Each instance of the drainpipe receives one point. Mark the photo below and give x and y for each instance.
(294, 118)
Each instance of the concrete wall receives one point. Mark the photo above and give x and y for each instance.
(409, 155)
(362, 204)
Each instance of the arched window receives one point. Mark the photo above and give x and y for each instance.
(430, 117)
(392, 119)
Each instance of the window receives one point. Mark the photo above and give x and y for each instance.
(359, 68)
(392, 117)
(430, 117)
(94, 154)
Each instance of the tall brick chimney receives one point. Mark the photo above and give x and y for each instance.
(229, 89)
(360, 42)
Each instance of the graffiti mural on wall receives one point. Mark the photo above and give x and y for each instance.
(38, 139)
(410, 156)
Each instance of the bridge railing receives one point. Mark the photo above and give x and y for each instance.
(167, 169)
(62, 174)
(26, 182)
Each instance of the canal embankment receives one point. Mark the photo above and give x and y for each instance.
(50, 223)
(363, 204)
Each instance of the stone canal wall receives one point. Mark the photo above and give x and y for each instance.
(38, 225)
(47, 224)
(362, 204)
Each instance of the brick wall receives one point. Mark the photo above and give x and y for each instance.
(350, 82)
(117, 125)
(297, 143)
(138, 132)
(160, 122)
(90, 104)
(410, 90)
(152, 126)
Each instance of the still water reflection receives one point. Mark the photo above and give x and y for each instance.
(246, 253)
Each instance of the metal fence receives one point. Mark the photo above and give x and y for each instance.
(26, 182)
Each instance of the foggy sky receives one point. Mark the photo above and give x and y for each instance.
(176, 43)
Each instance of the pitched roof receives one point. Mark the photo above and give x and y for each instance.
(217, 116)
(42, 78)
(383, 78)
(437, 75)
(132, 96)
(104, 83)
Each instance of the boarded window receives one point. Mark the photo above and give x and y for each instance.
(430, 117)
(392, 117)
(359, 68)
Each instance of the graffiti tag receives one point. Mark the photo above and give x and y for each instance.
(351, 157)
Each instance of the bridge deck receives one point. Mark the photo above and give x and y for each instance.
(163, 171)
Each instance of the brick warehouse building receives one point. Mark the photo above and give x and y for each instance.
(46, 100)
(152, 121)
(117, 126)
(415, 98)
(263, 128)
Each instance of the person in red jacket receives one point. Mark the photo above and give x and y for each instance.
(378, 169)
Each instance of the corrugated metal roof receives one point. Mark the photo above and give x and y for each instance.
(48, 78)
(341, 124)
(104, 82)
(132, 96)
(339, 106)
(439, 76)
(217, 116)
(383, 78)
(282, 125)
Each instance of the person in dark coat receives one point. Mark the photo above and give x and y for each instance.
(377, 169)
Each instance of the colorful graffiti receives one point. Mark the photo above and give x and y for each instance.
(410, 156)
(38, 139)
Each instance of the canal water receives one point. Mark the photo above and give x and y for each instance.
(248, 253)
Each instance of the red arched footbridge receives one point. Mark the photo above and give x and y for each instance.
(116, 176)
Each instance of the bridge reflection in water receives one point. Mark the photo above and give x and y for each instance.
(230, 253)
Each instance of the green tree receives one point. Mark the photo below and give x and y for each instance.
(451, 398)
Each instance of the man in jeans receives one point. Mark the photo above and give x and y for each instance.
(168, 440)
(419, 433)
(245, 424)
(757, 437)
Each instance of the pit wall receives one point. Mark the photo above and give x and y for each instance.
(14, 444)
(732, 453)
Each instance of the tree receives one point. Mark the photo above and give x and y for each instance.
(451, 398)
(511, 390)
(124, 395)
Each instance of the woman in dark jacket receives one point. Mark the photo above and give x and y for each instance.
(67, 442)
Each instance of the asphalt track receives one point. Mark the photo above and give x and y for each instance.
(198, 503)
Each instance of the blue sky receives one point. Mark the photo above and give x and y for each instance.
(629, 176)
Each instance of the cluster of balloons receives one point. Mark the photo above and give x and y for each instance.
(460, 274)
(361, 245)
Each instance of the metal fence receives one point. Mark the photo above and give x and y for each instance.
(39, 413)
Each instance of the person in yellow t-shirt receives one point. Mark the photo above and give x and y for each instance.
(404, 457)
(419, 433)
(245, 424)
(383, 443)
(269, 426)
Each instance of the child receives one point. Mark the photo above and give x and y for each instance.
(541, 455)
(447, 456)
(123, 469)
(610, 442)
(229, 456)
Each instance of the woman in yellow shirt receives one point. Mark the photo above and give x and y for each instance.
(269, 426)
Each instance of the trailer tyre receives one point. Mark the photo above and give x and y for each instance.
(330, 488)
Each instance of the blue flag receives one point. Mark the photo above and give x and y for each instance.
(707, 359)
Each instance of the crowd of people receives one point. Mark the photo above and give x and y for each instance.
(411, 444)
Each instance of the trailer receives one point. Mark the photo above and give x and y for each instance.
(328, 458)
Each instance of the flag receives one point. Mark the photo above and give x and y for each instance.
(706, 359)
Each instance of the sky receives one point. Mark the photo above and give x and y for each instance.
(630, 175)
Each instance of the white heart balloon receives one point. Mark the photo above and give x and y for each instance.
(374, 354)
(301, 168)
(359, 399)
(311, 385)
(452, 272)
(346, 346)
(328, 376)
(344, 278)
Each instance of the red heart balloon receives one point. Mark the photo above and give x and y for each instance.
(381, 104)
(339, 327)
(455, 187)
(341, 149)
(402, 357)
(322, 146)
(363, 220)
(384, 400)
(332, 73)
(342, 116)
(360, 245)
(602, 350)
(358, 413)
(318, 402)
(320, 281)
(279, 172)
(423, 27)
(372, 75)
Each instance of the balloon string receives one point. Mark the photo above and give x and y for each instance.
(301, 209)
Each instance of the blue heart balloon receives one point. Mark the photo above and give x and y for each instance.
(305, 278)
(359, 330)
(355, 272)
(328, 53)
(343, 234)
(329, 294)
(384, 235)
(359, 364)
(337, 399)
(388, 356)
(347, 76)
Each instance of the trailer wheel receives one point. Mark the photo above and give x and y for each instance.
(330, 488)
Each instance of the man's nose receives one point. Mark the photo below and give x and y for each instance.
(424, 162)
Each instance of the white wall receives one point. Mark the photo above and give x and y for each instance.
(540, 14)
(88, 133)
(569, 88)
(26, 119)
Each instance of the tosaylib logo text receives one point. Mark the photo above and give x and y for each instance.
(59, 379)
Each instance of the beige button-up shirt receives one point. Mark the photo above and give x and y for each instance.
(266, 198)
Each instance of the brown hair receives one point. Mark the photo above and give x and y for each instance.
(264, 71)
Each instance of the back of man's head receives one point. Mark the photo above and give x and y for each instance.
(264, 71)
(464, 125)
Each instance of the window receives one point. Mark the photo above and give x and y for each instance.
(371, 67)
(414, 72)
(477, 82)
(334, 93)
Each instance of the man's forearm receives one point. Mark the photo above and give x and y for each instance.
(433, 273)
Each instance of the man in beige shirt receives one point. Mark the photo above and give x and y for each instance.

▶ [Brief]
Rewrite every item above, putting "earns one point" in place of each "receives one point" and leaving everything else unchanged.

▶ [Answer to the exercise]
Each instance of the drainpipe earns one point. Mark the photo below and give x and y for each instance.
(294, 118)
Each instance of the concrete wall earns one point. Mark the photo above and give x and y for each instance.
(409, 155)
(362, 204)
Each instance of the arched window earns one point. Mark the photo above and give x and y for each instance.
(430, 117)
(392, 119)
Each instance of the window earns one point. Mark the photo above and give x and y for each instance.
(359, 68)
(392, 117)
(430, 117)
(94, 154)
Each instance of the tall brick chimney earns one point. Mark the photo above and give x and y for each instance.
(229, 89)
(360, 42)
Each instance of the graffiti mural on wall earns one point. Mark the photo above and give x and y for each instance.
(38, 139)
(410, 156)
Each instance of the bridge railing earns one point. Mark the photo above and give x and y for each instance.
(167, 169)
(62, 174)
(26, 182)
Each instance of the canal embankment earns one point. Mark the photo above and give x and y for each instance.
(50, 223)
(363, 204)
Each instance of the stone canal wall earns one point. Mark the photo above and give x and y for each instance.
(38, 225)
(47, 224)
(362, 204)
Each instance of the brick wall earns one point. Mark the photo above and give x and y for each instance.
(350, 82)
(117, 125)
(297, 143)
(138, 132)
(160, 122)
(90, 104)
(410, 90)
(152, 126)
Each instance of the still water reflection earns one point. Mark the photo above and give x and y for each instance.
(246, 253)
Each instance of the metal fence earns one point. Mark the photo above and give x and y for each instance.
(26, 182)
Each instance of the foggy sky earns one point. Mark the photo above and give x and y for each instance.
(176, 43)
Each instance of the pitched roof earns one point. Mark the photo above and give x and y for each instance.
(217, 116)
(42, 78)
(383, 78)
(437, 75)
(132, 96)
(104, 83)
Each instance of the boarded window earns one point. Mark the photo above and give x and y for each instance.
(430, 117)
(392, 117)
(359, 68)
Each instance of the graffiti tag earns one point. Mark the photo above and give x and y for each instance.
(351, 157)
Each instance of the bridge deck earns one point. Mark the photo above and give x and y for each instance.
(163, 171)
Each instance of the brick warehouse building earns one point. Mark the photo above and give x and y for each instance.
(46, 100)
(152, 121)
(117, 126)
(415, 98)
(263, 128)
Each instance of the person in red jacket earns one point. Mark the photo above and give x and y for each instance.
(378, 169)
Each instance of the corrugated metal roof earns one point. Mark the photo above and give x and y for each instance.
(48, 78)
(341, 124)
(104, 82)
(132, 96)
(339, 106)
(439, 76)
(217, 116)
(383, 78)
(282, 125)
Each instance of the person in dark coat earns one point. Mark the photo above and give x and y for each instance.
(377, 169)
Each instance of the colorful graffiti earns one point. Mark the photo above and give x and y for each instance.
(410, 156)
(38, 139)
Each instance of the canal water earns one point. Mark the photo above and give x and y for each instance.
(248, 253)
Each instance of the red arched footbridge earns one point. Mark the photo above and give x and y for each instance.
(116, 176)
Each instance of the bridge reflection in water earns one point. Mark the photo above and give x and y for each instance.
(230, 253)
Each instance of the green tree earns one point. Mark the photo below and give x and y for each instance.
(451, 398)
Each instance of the man in jeans earns one point. Mark the photo above and give x and y for each instance.
(168, 440)
(419, 433)
(245, 424)
(757, 437)
Each instance of the pit wall earns one point. Mark the photo above and give x and y for each instance.
(14, 444)
(732, 453)
Each instance of the tree earns one point. Mark the photo above and give x and y for each instance.
(451, 398)
(511, 390)
(124, 395)
Each instance of the woman in dark jacket earns one point. Mark the photo above and give x and y for each instance.
(67, 442)
Each instance of the asphalt track earns one point. Mark the photo above and give x and y for each instance.
(198, 503)
Each instance of the blue sky earns one point. Mark the photo above and give x and y for each instance.
(629, 176)
Each instance of the cluster of balloons earns one point. Mark the photo above and give x and y for each instance.
(460, 274)
(361, 245)
Each instance of the metal fence earns one point. Mark the photo above and give x and y for each instance.
(39, 413)
Each instance of the person in yellow t-shirt earns one point. Mark the photo above and give x and y for each instance.
(404, 457)
(419, 433)
(245, 424)
(383, 443)
(269, 426)
Each instance of the child earns one point. Mark the photo above and give x and y for each instance.
(541, 455)
(447, 456)
(123, 469)
(610, 442)
(229, 456)
Each instance of the woman in yellow shirt earns one point. Mark the photo above and give x and y for each instance.
(269, 426)
Each instance of the trailer tyre earns one point. Mark the photo above and give x and y for each instance.
(330, 488)
Each instance of the blue flag earns one point. Mark the photo above and give x and y for each instance.
(707, 359)
Each instance of the crowd of people earns one point. Mark the photo above and give x and y for each instance.
(411, 444)
Each instance of the trailer earns one point. Mark the photo above and give x and y for each instance.
(328, 458)
Each instance of the flag earns one point. Mark the photo above and give x and y for each instance.
(706, 359)
Each instance of the sky earns one point. Mark the photo above and give x and y for each instance.
(630, 175)
Each instance of the white heart balloon earns one point. Mark the photo above and give x and y for each instance.
(374, 354)
(301, 168)
(359, 399)
(311, 385)
(452, 272)
(346, 346)
(328, 376)
(344, 278)
Each instance of the red heart balloon earns one point. Mark the photo above and give x and y for each instance.
(381, 104)
(339, 327)
(455, 187)
(341, 149)
(402, 357)
(322, 146)
(363, 220)
(384, 400)
(332, 73)
(342, 116)
(360, 245)
(602, 350)
(358, 413)
(318, 402)
(320, 281)
(279, 172)
(423, 27)
(372, 75)
Each instance of the balloon string earns one point. Mark the photo above and give x and y for each instance.
(301, 209)
Each instance of the blue heart balloon earns one point. Mark the photo above and give x and y for each instance.
(305, 278)
(359, 330)
(355, 272)
(328, 53)
(343, 234)
(329, 294)
(384, 235)
(359, 364)
(337, 399)
(388, 356)
(347, 76)
Each instance of the trailer wheel earns one point. Mark the photo above and give x and y for each instance.
(330, 488)
Each instance of the man's nose earns one point. Mark the photo below and give x and y for each instance.
(424, 162)
Each instance of the white wall earns one point. Mark the photo above and give x and y for each instance.
(540, 14)
(88, 133)
(569, 88)
(26, 119)
Each instance of the tosaylib logo text earns one point. Mark the photo above and give x and y for each instance.
(59, 379)
Each instance of the beige button-up shirt earns one point. Mark the photo above and give x and y for each instance.
(266, 198)
Each instance of the brown hair earns one point. Mark the photo above and give x and y for each instance.
(264, 71)
Each instance of the back of man's head earns one point. Mark the photo above and give x and y for each instance.
(264, 71)
(464, 125)
Each instance of the window earns one point. Mark the photo above and give x and y for each instance.
(371, 67)
(414, 72)
(477, 82)
(334, 93)
Each instance of the man's forearm earns one point. Mark the photo above and give x and y for each instance.
(433, 273)
Each instance of the man in beige shirt earns one point. Mark the photo above and give x and y for each instance.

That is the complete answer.